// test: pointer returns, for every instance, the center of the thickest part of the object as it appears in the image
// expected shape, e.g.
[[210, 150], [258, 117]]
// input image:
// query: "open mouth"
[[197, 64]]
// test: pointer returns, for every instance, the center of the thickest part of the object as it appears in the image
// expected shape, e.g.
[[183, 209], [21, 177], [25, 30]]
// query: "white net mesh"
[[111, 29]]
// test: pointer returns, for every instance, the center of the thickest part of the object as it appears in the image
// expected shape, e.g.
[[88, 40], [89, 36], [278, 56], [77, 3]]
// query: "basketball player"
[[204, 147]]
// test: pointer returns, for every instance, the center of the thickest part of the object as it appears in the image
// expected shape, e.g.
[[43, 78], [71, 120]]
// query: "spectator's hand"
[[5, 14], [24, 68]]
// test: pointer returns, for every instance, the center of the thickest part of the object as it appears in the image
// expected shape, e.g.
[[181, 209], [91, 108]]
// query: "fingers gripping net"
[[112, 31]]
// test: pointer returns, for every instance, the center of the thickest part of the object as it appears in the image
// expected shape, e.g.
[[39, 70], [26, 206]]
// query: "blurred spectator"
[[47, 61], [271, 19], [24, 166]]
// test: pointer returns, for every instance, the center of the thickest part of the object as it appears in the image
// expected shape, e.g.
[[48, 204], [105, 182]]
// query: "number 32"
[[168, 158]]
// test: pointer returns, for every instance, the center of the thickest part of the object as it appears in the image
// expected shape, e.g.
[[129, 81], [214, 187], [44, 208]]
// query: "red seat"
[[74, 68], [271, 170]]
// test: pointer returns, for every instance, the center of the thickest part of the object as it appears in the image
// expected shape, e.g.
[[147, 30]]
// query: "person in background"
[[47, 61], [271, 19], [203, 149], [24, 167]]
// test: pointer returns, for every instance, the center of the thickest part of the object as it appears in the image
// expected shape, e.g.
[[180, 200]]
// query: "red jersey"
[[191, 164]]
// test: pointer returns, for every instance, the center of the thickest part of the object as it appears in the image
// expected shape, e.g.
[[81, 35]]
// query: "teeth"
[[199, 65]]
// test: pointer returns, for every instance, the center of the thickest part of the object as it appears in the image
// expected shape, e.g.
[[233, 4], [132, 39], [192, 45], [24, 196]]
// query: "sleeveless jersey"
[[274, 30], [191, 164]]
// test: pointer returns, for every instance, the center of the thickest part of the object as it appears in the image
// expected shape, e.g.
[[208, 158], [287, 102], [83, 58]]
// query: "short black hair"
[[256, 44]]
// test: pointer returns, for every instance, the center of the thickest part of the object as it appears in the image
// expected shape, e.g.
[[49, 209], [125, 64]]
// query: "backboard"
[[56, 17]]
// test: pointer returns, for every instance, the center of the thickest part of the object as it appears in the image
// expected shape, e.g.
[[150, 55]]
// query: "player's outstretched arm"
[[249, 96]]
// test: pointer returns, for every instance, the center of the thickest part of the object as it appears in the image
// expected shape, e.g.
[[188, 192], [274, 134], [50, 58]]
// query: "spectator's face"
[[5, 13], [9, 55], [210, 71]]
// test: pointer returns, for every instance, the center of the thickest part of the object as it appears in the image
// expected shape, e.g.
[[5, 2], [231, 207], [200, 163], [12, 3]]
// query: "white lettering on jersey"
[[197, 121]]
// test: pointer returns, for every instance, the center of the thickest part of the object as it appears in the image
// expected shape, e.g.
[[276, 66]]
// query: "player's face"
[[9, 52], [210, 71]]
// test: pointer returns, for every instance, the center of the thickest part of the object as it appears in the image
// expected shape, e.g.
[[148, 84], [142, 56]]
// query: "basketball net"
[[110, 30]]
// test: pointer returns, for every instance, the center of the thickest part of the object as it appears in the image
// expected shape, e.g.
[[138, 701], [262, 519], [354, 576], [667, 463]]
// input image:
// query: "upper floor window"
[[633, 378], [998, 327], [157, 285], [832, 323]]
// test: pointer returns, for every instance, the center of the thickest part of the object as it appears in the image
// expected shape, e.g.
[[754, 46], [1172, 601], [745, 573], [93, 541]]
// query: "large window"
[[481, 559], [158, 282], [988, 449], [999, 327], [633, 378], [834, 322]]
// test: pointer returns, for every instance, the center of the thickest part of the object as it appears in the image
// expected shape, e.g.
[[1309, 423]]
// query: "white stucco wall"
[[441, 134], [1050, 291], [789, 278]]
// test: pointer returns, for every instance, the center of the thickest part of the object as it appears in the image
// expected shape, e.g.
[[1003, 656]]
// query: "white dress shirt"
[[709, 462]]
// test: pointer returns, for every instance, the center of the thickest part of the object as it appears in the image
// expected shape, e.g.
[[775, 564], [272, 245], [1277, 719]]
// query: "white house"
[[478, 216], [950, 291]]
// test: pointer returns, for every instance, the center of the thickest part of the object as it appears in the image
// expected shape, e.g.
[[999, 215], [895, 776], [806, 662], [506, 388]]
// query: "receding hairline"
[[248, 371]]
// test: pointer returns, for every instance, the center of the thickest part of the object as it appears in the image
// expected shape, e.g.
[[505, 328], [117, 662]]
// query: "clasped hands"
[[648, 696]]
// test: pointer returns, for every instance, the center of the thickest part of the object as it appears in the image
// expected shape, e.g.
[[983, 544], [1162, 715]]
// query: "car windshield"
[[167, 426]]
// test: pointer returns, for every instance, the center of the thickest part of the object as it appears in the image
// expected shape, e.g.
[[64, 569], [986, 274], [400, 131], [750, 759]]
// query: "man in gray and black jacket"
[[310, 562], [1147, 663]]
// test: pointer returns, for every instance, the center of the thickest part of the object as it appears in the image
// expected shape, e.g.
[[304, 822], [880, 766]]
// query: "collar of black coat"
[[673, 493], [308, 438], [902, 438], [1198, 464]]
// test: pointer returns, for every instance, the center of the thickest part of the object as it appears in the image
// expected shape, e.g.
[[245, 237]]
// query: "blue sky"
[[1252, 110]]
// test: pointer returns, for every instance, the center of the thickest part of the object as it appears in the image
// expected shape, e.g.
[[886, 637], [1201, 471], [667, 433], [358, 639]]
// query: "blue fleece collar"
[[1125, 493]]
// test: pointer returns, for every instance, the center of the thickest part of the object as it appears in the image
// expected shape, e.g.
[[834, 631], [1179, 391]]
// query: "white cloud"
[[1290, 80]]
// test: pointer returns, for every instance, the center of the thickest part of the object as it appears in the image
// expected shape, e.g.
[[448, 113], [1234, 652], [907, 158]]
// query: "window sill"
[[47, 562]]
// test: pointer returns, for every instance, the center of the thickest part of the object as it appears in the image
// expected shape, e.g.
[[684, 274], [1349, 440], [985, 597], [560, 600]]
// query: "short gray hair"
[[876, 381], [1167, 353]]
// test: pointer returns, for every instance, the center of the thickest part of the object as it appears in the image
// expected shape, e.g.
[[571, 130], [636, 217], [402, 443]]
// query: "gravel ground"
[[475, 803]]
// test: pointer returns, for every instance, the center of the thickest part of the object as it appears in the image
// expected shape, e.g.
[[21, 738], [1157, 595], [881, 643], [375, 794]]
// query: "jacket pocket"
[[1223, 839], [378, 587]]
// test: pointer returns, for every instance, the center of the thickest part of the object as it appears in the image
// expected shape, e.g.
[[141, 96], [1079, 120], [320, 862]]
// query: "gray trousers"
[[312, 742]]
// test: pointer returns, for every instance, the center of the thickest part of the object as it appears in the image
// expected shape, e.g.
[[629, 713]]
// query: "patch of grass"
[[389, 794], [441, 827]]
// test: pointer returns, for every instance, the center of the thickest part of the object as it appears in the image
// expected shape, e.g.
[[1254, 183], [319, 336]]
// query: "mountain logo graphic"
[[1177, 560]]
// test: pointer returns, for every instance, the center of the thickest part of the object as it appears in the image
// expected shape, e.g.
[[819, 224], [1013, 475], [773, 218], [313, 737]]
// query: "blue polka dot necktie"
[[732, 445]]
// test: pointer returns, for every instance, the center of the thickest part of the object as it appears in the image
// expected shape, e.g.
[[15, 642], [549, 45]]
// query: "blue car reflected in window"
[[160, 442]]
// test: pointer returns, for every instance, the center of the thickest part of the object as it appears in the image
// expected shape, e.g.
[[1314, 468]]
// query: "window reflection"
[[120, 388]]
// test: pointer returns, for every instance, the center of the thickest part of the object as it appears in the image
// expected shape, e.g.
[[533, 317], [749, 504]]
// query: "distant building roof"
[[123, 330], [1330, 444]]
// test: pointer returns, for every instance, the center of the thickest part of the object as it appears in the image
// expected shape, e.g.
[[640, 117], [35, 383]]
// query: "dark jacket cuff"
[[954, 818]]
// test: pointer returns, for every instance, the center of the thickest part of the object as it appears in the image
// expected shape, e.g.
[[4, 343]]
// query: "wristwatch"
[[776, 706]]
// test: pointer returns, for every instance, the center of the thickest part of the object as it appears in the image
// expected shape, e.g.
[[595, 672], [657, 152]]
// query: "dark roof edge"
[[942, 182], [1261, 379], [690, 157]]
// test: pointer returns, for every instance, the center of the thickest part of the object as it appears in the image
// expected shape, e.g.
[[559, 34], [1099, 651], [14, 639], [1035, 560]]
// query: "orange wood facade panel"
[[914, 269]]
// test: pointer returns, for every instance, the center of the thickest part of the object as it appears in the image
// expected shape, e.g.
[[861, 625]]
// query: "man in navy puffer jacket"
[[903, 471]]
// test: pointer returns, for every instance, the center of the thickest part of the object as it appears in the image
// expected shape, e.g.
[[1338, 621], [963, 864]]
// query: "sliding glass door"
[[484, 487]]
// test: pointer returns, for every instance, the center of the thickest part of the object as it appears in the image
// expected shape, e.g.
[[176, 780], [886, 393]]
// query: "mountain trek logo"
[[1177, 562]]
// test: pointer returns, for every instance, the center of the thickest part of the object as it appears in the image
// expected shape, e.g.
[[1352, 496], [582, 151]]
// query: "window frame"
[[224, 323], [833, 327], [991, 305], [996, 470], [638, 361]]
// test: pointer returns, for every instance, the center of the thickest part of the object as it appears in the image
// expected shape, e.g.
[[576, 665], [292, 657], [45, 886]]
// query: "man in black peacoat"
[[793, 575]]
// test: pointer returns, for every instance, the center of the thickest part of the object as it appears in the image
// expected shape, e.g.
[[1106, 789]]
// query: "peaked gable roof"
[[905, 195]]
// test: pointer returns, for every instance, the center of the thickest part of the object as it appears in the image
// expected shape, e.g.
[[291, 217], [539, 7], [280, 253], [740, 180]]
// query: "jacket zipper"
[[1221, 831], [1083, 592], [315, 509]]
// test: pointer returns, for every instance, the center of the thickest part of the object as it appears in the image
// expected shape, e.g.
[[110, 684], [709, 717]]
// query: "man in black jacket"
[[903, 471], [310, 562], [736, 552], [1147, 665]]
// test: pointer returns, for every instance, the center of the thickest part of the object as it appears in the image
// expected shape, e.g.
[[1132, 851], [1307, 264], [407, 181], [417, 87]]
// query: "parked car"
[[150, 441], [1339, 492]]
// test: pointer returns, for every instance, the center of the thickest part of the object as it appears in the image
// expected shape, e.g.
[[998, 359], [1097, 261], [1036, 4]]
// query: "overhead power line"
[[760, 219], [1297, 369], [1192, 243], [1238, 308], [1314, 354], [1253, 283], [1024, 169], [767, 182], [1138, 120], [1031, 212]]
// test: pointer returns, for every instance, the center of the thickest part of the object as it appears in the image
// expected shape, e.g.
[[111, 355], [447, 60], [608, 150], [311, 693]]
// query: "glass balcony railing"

WHAT THIS TASK INVOLVES
Return every line above that contains the word "jacket".

ANSWER TO THIS PROBLEM
// query: "man in gray and black jacket"
// query: "jacket pocket"
// query: "dark jacket cuff"
// query: "man in navy puffer jacket"
// query: "jacket zipper"
// query: "man in black jacket"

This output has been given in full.